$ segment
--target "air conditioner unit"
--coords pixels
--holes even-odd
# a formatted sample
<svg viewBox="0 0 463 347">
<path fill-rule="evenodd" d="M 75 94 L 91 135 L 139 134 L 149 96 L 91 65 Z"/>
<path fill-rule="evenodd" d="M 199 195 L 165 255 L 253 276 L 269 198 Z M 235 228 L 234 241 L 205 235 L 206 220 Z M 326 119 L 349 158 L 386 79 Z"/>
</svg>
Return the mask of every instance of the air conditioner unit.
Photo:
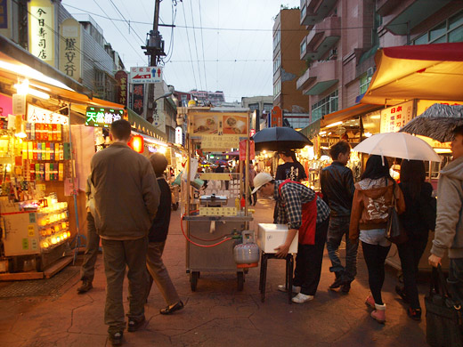
<svg viewBox="0 0 463 347">
<path fill-rule="evenodd" d="M 329 50 L 329 55 L 328 57 L 329 61 L 334 61 L 337 59 L 337 50 L 336 48 L 333 48 L 332 50 Z"/>
</svg>

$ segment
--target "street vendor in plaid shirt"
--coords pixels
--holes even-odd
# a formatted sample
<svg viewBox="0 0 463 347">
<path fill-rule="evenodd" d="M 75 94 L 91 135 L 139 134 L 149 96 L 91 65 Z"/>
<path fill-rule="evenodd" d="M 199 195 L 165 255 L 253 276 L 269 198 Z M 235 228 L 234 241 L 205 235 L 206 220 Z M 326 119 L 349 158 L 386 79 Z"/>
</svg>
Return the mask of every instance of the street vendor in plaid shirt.
<svg viewBox="0 0 463 347">
<path fill-rule="evenodd" d="M 277 204 L 277 222 L 288 224 L 285 243 L 275 248 L 276 256 L 285 258 L 289 246 L 298 233 L 297 255 L 292 291 L 293 303 L 303 303 L 313 299 L 321 273 L 323 250 L 327 238 L 329 207 L 318 193 L 302 183 L 273 180 L 265 173 L 254 179 L 254 192 L 273 198 Z M 278 286 L 286 291 L 286 286 Z"/>
</svg>

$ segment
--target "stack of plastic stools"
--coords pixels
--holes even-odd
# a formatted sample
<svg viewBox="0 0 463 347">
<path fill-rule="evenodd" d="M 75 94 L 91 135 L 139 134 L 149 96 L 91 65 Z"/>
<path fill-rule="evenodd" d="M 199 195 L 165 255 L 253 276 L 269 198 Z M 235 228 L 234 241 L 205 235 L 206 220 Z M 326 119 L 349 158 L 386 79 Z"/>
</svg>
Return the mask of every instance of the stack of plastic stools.
<svg viewBox="0 0 463 347">
<path fill-rule="evenodd" d="M 267 261 L 269 259 L 285 259 L 286 260 L 286 281 L 285 286 L 288 291 L 288 303 L 291 303 L 293 298 L 293 254 L 288 254 L 286 258 L 277 258 L 273 253 L 264 253 L 261 254 L 261 272 L 259 278 L 259 291 L 261 292 L 261 302 L 265 301 L 265 284 L 267 281 Z"/>
</svg>

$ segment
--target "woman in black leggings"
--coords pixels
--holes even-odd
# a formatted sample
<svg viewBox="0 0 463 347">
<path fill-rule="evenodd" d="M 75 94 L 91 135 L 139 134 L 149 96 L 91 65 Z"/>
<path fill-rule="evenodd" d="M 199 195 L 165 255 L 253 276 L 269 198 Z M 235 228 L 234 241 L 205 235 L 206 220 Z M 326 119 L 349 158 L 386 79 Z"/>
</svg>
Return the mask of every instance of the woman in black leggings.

**YOUR INSTRUCTIONS:**
Go through the listing above and write it out again exactly, dropping the pictures.

**RESPONSE:**
$ segment
--target "air conditioner unit"
--coords pixels
--holes even-odd
# a formatted sample
<svg viewBox="0 0 463 347">
<path fill-rule="evenodd" d="M 75 94 L 91 135 L 139 134 L 149 96 L 91 65 Z"/>
<path fill-rule="evenodd" d="M 199 195 L 165 255 L 253 276 L 269 198 Z M 235 228 L 234 241 L 205 235 L 206 220 Z M 326 119 L 349 158 L 386 79 Z"/>
</svg>
Return the mask of every instance of the air conditioner unit.
Photo:
<svg viewBox="0 0 463 347">
<path fill-rule="evenodd" d="M 329 50 L 329 55 L 328 57 L 329 61 L 334 61 L 337 59 L 337 50 L 336 48 L 333 48 L 332 50 Z"/>
</svg>

$ segment
--target "street vendor in plaid shirt"
--coords pixels
--holes even-odd
# a formatted sample
<svg viewBox="0 0 463 347">
<path fill-rule="evenodd" d="M 75 94 L 91 135 L 139 134 L 149 96 L 91 65 Z"/>
<path fill-rule="evenodd" d="M 199 195 L 165 255 L 253 276 L 269 198 Z M 235 228 L 234 241 L 205 235 L 206 220 Z M 326 119 L 349 158 L 386 79 Z"/>
</svg>
Return the mask of every instance of the street vendor in plaid shirt.
<svg viewBox="0 0 463 347">
<path fill-rule="evenodd" d="M 277 204 L 277 222 L 288 224 L 285 243 L 275 248 L 276 256 L 285 258 L 289 246 L 298 233 L 297 255 L 292 291 L 293 303 L 303 303 L 313 299 L 321 273 L 323 250 L 327 238 L 329 207 L 318 193 L 302 183 L 273 180 L 265 173 L 254 179 L 254 192 L 273 198 Z M 278 286 L 286 291 L 286 286 Z"/>
</svg>

$ segment
--target "stack of plastic stools"
--coords pixels
--holes even-odd
# a formatted sample
<svg viewBox="0 0 463 347">
<path fill-rule="evenodd" d="M 75 94 L 91 135 L 139 134 L 149 96 L 91 65 Z"/>
<path fill-rule="evenodd" d="M 199 195 L 165 255 L 253 276 L 269 198 Z M 235 228 L 234 241 L 205 235 L 206 220 Z M 326 119 L 349 158 L 386 79 Z"/>
</svg>
Return the mask of every instance of the stack of plastic stools.
<svg viewBox="0 0 463 347">
<path fill-rule="evenodd" d="M 267 261 L 269 259 L 285 259 L 286 260 L 286 281 L 285 286 L 288 291 L 288 303 L 291 303 L 293 298 L 293 254 L 288 254 L 286 258 L 277 258 L 273 253 L 264 253 L 261 254 L 261 272 L 259 278 L 259 291 L 261 292 L 261 302 L 265 301 L 265 284 L 267 281 Z"/>
</svg>

$ segment
--target "woman in black leggings"
--coords pixels
--holes even-odd
# a formatted sample
<svg viewBox="0 0 463 347">
<path fill-rule="evenodd" d="M 75 94 L 91 135 L 139 134 L 149 96 L 91 65 Z"/>
<path fill-rule="evenodd" d="M 199 195 L 165 255 L 253 276 L 269 198 Z M 235 228 L 234 241 L 205 235 L 206 220 Z M 326 119 L 349 158 L 386 79 Z"/>
</svg>
Return the mask of every instance of the woman in black leggings.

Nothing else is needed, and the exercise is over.